Source passage section start
Nocturnal House London Zoo

As a child, I was very into ‘Africa’ and ‘Jungle’.  It probably stemmed from the fact my mother spent time in East Africa as a refugee during the war, and sometimes told tales of life in the refugee camp – references to lions and natives and flies and odd words learned in Swahili.

Then of course there was my general interest in animals and natural history, fuelled by books and films like The Jungle Book, Tarzan and Daktari.

At one point I knew 100 words in Swahili!  At one point I had a scrapbook with pictures of Mount Kilimanjaro and giraffes and herds of wildebeest sweeping majestically across the plains!

To date I have still never been on safari, a fact which I must soon remedy.  And I think it was a passing phase, I grew out of it pretty early.  But there was definitely a period where I was very keen on visiting zoos, and on one such visit, as a child or a teenager, I discovered, and was profoundly affected by, the nocturnal house at London Zoo.

It’s just a building – but pretty unlike any other.  It’s dark inside, very dark when you first walk in, but then your eyes adjust gradually and you can see what there is to see.

Animal enclosures, of course, behind glass.  Containing various creatures – mainly small mammals – that are naturally only active at night.  Their world has been turned upside down, they’ve been tricked for our amusement – of course their night has been turned into day so that we can see them scurrying and eating and generally ‘behaving’ in animal-like ways, within the confines and limits of their artificial little worlds.

Nocturnal mammals.  Lemurs, bushbabies, armadillos, possums, porcupines, mink, mouse, flying squirrel, ocelot.  I don’t remember what was in there exactly.  (More recently I know I saw Aye-Ayes in another nocturnal house, at Jersey Zoo – very fascinating and worth patiently waiting for them to appear, when no-one else could be bothered.)

But as well as what there was to see, an aspect of the London Zoo nocturnal house which I discovered all those years ago, was what there was to hear.  Now I’m not sure, but I can’t really imagine that the sounds to be heard were natural and came from the animals confined within.  I think it must have been a recording of the night sounds of the jungle.

It was this recording, combined perhaps with its context, that so affected me.

And why?  Very possibly because I’m a primate and there’s some sort of ancient genetic memory that finds such sounds somehow familiar, and of course innately frightening.  Well I know it’s not really a genetic memory, but how else can you explain how it makes you FEEL, when as a child you suddenly hear these weird and wonderful natural sounds that you can’t possibly have heard before, but which somehow speak to you so deeply?
Source passage section end
Data to examine section start
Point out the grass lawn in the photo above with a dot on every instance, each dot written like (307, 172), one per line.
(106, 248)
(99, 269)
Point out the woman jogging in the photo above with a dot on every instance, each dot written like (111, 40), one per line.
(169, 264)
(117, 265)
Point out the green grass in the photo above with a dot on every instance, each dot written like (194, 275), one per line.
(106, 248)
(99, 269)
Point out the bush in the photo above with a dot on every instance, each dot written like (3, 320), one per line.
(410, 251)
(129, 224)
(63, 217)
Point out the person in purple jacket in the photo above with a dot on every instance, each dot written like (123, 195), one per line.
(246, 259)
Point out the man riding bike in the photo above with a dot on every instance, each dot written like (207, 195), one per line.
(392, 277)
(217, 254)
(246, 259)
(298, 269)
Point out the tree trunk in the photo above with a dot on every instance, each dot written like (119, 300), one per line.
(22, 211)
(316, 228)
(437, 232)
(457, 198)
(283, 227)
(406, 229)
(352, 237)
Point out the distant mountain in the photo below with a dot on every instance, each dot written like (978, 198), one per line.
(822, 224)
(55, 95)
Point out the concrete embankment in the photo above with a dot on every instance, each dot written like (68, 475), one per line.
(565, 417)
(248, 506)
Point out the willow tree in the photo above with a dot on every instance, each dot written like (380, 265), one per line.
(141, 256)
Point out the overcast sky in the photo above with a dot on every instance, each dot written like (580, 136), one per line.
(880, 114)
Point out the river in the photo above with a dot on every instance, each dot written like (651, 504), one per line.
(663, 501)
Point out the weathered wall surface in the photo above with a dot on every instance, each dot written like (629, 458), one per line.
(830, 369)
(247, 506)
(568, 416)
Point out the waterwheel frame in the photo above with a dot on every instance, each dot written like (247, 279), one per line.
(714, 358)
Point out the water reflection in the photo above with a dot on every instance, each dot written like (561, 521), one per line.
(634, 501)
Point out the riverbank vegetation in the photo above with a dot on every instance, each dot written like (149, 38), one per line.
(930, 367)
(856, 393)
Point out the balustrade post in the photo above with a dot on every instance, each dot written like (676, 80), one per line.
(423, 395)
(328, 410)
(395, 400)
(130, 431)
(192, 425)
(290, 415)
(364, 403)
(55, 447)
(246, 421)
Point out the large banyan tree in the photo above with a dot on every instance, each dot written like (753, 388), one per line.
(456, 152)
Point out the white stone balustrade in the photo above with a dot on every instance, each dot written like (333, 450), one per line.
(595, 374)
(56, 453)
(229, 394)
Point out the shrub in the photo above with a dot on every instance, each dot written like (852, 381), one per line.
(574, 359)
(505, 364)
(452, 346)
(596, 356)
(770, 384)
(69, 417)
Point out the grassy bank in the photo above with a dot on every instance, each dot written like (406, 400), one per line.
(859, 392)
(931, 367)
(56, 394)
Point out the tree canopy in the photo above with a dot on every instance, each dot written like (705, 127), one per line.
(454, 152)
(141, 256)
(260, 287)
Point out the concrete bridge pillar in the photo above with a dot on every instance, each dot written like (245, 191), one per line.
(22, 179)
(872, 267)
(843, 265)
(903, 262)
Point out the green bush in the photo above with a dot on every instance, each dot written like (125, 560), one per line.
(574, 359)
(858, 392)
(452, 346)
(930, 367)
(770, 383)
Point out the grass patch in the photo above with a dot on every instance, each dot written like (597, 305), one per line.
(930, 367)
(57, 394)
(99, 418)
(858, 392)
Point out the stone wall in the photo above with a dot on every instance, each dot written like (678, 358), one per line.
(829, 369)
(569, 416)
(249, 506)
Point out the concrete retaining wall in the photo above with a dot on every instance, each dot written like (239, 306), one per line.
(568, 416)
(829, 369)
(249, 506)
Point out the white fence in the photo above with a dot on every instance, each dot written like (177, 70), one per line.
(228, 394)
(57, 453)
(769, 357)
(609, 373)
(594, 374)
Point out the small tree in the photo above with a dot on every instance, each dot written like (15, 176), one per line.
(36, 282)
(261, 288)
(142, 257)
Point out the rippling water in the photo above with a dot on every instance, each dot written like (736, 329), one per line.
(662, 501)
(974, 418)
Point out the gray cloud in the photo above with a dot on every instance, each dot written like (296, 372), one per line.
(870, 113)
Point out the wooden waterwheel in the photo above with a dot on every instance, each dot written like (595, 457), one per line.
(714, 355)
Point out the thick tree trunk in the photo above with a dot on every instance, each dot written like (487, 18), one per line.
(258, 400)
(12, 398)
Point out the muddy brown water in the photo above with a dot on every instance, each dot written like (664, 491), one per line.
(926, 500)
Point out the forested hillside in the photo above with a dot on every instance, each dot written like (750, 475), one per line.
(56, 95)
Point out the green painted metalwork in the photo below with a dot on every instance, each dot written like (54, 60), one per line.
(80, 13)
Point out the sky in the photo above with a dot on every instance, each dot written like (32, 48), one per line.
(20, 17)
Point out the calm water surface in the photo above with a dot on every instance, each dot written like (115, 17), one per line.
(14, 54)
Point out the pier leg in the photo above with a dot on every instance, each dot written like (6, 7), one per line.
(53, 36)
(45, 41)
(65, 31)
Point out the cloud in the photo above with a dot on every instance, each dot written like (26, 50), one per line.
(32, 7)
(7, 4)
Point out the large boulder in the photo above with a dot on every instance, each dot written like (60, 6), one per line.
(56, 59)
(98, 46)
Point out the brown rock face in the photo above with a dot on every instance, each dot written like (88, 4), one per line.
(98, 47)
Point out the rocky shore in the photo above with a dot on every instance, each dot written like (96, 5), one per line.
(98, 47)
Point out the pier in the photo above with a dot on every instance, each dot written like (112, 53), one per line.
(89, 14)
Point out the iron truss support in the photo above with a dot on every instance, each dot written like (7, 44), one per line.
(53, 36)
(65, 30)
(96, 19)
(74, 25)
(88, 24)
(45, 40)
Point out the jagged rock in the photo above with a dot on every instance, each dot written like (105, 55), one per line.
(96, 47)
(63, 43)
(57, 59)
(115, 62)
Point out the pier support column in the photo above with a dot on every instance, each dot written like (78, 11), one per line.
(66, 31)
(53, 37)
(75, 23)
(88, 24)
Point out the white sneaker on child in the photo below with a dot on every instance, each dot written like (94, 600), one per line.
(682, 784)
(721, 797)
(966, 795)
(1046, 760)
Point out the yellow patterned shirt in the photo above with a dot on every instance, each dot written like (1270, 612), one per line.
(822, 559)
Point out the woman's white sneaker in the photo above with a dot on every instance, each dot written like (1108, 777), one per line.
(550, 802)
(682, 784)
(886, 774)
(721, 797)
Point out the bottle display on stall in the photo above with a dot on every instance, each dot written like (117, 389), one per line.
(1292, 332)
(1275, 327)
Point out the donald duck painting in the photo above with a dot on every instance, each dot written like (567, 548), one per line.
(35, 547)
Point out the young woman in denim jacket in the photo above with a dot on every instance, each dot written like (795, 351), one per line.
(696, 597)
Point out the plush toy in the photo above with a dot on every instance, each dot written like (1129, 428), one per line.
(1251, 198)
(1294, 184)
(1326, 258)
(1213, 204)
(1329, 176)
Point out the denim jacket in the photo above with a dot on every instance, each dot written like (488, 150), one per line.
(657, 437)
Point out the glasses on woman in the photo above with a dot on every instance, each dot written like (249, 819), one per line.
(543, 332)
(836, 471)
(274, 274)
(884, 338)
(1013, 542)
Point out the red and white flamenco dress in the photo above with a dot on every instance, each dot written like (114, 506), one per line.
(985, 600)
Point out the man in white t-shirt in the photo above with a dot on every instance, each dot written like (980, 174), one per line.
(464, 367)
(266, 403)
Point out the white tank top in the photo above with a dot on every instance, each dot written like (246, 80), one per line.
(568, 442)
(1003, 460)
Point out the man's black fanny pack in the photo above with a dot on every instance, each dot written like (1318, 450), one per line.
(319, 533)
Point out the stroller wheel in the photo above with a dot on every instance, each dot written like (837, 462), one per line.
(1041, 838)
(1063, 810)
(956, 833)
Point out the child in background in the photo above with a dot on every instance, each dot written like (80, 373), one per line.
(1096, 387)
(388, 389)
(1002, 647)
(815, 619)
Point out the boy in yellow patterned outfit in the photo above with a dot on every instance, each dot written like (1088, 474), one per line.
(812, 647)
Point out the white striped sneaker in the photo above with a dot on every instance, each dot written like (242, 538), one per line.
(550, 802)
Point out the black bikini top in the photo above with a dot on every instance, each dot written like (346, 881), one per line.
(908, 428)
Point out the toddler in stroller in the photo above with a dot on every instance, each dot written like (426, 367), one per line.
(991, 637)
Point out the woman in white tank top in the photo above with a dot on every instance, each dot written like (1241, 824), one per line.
Data to examine section end
- **Instructions for the task**
Continue the reminiscence about the London Zoo nocturnal house from the point where it stops.

- **Reply to the task**
A similar mystery presents itself whenever I walk into a hot-house full of plants, like the palm house at Kew Gardens, or a greenhouse in Cannon Hill Park I used to visit regularly whilst living in Birmingham.  I wasn’t brought up in ‘the tropics’, I’ve only ever lived in temperate and non-humid climates.  But something, not in your mind, but in your body, just KNOWS something about that hot, humid atmosphere – recognises it.  Your mind, and almost your humanity, are bypassed.  Your soul and your very cells think – I’ve known this, this feels familiar, this feels right, I belong here.

Climbing through the trees, swinging through the branches, scurrying through the leaf litter.

The sounds of the nocturnal house made me feel that way.

In subsequent years I would seek out rainforest recordings, and listen to them sometimes in the dark – once lying in the bath, I remember, with the lights off, like some wild creature reclining in a jungle pool.

And the sounds always elicited in me a kind of primeval excitement, an instinctive arousal that was almost carnal.  A wildness, a readiness, a oneness with nature and with life.

Maybe it was just youth, and unfamiliarity with the world, and the excitement of the different and the unknown.  Probably when I go on safari and listen to the night sounds of the wild for real, they will have no such effect – I will have been jaded by real life and the modern world.

But then again, maybe not.  Maybe I will fall in love with the jungle again, and never wish to return home – or run away into it!

I was always fascinated by those tales of children brought up by wild animals, and discovered as savages – apparently they do happen for real, not just in fiction.

Maybe I shall be standing one day, at night, on the edge of a wilderness, and the night sounds and the humid heat will call to me and I will disappear into the trees, to live, as Kipling would have it, by the Law of the Jungle!